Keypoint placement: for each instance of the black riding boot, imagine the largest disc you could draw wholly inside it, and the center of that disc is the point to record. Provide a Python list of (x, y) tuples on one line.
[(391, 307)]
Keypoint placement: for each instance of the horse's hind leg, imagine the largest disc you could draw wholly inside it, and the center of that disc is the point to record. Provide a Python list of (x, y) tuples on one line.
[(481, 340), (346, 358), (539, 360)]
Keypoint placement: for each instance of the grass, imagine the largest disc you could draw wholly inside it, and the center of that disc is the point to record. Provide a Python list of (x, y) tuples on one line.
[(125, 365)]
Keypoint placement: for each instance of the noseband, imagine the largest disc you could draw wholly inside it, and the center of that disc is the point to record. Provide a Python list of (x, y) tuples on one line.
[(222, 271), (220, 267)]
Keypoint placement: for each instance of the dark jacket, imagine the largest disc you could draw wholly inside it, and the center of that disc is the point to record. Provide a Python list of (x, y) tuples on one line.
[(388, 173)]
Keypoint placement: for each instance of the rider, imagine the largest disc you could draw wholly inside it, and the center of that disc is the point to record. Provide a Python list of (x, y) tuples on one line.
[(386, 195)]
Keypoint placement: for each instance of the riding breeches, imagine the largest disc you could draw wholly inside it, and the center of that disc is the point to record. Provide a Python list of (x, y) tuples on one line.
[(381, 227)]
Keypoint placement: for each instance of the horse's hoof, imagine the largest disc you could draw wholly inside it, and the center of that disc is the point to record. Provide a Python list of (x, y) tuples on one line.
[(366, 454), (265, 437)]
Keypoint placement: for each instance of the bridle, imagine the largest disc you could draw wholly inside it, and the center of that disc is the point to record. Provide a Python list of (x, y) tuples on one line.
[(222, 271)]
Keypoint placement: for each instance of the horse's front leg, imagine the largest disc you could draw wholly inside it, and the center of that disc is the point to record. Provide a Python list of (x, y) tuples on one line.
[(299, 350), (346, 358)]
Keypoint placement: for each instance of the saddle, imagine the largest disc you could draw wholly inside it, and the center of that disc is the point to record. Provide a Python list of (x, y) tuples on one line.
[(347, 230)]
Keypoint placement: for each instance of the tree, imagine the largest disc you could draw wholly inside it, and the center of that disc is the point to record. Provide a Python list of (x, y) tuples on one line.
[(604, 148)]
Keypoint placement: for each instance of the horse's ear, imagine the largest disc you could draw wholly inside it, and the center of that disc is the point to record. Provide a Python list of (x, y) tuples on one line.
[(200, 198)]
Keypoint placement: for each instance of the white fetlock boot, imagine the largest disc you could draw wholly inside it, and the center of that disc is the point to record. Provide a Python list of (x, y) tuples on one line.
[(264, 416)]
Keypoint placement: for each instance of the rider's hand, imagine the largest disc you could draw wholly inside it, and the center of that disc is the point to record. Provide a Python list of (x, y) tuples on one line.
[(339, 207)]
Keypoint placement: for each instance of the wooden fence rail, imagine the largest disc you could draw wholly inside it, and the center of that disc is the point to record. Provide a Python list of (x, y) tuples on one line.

______________________________

_Directions for this task:_
Please retype all of the lines above exactly as they stand.

_Result of this task:_
Keypoint placement: for each instance of the black riding boot, imagine the largest disc you could draw wholly inside it, and the center of that disc is the point to record. Provide a Python list of (x, y) tuples on one line.
[(391, 307)]
Keypoint placement: for each instance of the horse's hind leg, imagine the largest disc you could draw wholly inside it, and the center of that disc is the point to record. Provide a Python list of (x, y) tuples on one line.
[(481, 340), (346, 358), (539, 360)]
Keypoint placement: for each instance of the grass, imagine the largest disc you could draw wholly inside it, and the center of that disc is the point to record. Provide a Python list of (x, y) tuples on one line.
[(125, 365)]
Keypoint placement: for each instance of the noseband, imagine the largest disc you could draw wholly inside it, and the center of that disc is the point to record. Provide a Python list of (x, y) tuples on one line.
[(222, 271), (220, 267)]
Keypoint placement: for each instance of the dark jacket, imagine the largest disc you could draw wholly inside it, and the center of that disc is the point to record. Provide a Python list of (x, y) tuples on one line.
[(388, 173)]
Keypoint placement: for each instance of the rider, imagine the largest disc you could draw wholly inside it, and the center of that disc is the point to record. Provide a Python list of (x, y) tuples on one line.
[(386, 195)]
Keypoint placement: for each instance of the riding breeches, imagine the largest disc you could draw wholly inside it, and the center of that disc is the point to record. Provide a Python list of (x, y) tuples on one line.
[(381, 227)]
Keypoint placement: for each instance of the horse's hoof, imagine the largest disc you could draw wholly inside it, and the center of that disc is the point to record. Provide a Python list of (x, y) tuples on one line.
[(366, 454), (265, 437)]
Keypoint placement: for each instance of the bridle, imagine the largest disc you could draw wholly inside it, and the center of that disc is the point to record. Provide a Python list of (x, y) tuples on one line.
[(222, 271)]
Keypoint placement: for each instance of the horse's front leg, imagine the largest disc you could draw wholly inside it, and the center of that disc is the point to record. Provide a Python list of (x, y) tuples on one line.
[(299, 350), (346, 358)]
Keypoint placement: for each instance of the saddle, imagine the largest disc you could draw wholly inside it, and the center of that disc is the point to record. Provide a Python list of (x, y) tuples on one line.
[(347, 230)]
Keypoint placement: for each instance of the tree, imagine the largest disc you could draw wholly inside it, and the center of that disc is the point to record. Provide a Python list of (x, y) tuples on one line.
[(604, 148)]
Keypoint placement: for each instance of the horse's ear, imagine the largest disc you could draw wholly inside it, and the center of that disc is the point to record. Provide a Python list of (x, y) tuples on one line.
[(200, 198)]
Keypoint placement: for each instance of the white fetlock boot, imagine the largest disc you could draw wholly inside it, and the center of that disc is the point to record. Provide a Python list of (x, y) tuples on one line.
[(264, 416)]
Keypoint placement: for each instance of the rider's hand, imagine the largest disc you could draw wholly inside it, and the center of that disc is the point to record. Provide a Python list of (x, y) tuples on one line.
[(339, 207)]
Keypoint placement: for each instance of the wooden fence rail, imagine the largest disc you could draw wholly inside it, and the center of that disc is the point to record. Provide a Python list of (x, y) tuples on one line.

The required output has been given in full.